Erschienen in Wannsee Journal August/September 2021
Der Fischersche Beweis zur Strukturaufklärung von Zucker ist wohl nur Wissenschaftlern bekannt. Er stammt von einem Mann, der im allgemeinen Gedächtnis zu Unrecht vergessen wurde. Emil Fischer (1852 – 1919) widmete sein Leben der Chemie.
Der in Euskirchen geborene Emil Fischer begann nach einem hervorragenden Abitur und einer abgebrochenen Kaufmannslehre Chemie zu studieren. Schon während seiner Studienzeit fielen die analytischen Stärken des Studenten auf. Die Karriere begann früh – nach dem Studium in Bonn, Straßburg und München – dort legte er seine Habilitation ab – erfolgte der Ruf zum Professor für analytische Chemie. Zunächst lehrte er in München, dann folgten Erlangen, Würzburg und im Jahr 1892 schließlich Berlin.
Sein Umzug nach Berlin hatte er an eine Bedingung geknüpft – hier sollte ein neues, den zu jener Zeit aktuellen Arbeitsbedingungen entsprechendes, Institut erbaut werden. Dieses Institut an der Hessischen Straße wurde „an Mannigfaltigkeit und Reichhaltigkeit der Arbeitsmittel von keinem ähnlichen Institut der Welt übertroffen“, wie Fischer in seiner Festansprache zur Einweihung sagte. Hier leisteten Emil Fischer und seine Mitarbeiter wesentliche Forschungsbeiträge auf dem Gebiet der Aminosäuren, Peptide und natürlicher Gerbstoffe. 1902 erlebte Emil Fischer den Höhepunkt seiner Karriere – für seine außerordentlichen Verdienste auf dem Gebiet der Zucker- und Purin-Gruppen wurde ihm der Nobelpreis für Chemie verliehen. Er war der erste deutsche Chemiker, dem dieser Preis zuteil wurde.

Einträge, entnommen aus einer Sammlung

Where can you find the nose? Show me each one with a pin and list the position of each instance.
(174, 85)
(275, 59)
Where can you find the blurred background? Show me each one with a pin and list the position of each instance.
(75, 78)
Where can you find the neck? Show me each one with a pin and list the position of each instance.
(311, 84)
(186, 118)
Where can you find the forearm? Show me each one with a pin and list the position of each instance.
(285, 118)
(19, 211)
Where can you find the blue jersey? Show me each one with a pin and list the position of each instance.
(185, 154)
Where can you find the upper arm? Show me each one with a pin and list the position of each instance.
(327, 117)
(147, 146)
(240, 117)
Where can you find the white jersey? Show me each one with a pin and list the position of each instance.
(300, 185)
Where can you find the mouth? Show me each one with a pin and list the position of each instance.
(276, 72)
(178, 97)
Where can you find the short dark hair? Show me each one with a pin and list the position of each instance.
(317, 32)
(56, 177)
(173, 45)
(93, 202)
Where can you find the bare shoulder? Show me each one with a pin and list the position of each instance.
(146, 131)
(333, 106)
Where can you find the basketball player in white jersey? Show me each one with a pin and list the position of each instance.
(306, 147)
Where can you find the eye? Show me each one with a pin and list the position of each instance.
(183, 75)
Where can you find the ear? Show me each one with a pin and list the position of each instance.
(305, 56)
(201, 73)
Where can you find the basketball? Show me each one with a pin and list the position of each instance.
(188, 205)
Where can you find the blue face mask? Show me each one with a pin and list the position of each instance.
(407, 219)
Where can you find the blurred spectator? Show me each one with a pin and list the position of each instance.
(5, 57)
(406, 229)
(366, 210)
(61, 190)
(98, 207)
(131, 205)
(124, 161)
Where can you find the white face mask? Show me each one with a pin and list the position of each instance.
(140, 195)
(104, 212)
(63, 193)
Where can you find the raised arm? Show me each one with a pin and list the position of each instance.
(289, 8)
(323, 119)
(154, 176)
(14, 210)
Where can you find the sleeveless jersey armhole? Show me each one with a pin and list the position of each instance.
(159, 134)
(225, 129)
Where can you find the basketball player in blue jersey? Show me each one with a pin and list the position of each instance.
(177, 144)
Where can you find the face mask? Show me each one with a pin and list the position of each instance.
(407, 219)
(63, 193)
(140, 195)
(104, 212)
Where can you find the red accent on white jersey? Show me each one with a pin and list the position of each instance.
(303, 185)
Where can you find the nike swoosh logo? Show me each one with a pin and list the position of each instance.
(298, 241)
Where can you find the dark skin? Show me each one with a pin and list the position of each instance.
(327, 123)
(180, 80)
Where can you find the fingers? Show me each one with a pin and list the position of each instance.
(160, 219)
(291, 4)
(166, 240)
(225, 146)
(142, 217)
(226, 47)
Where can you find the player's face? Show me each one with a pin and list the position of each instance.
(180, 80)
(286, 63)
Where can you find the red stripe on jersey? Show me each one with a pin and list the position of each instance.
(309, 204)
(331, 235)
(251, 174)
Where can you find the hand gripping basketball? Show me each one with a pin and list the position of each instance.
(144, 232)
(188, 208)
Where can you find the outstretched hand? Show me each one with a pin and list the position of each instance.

_Ihre Aufgabe_
Geben Sie bitte einen Abschnitt aus dem Text über Emil Fischer wortgetreu aus. Beginnen Sie bei den Worten „Erschienen in Wannsee“ und hören Sie nach „1892 schließlich Berlin.“ auf. Die Einträge stammen aus einer anderen Quelle.

_Ergebnis der Übung_
Erschienen in Wannsee Journal August/September 2021
Der Fischersche Beweis zur Strukturaufklärung von Zucker ist wohl nur Wissenschaftlern bekannt. Er stammt von einem Mann, der im allgemeinen Gedächtnis zu Unrecht vergessen wurde. Emil Fischer (1852 – 1919) widmete sein Leben der Chemie.
Der in Euskirchen geborene Emil Fischer begann nach einem hervorragenden Abitur und einer abgebrochenen Kaufmannslehre Chemie zu studieren. Schon während seiner Studienzeit fielen die analytischen Stärken des Studenten auf. Die Karriere begann früh – nach dem Studium in Bonn, Straßburg und München – dort legte er seine Habilitation ab – erfolgte der Ruf zum Professor für analytische Chemie. Zunächst lehrte er in München, dann folgten Erlangen, Würzburg und im Jahr 1892 schließlich Berlin.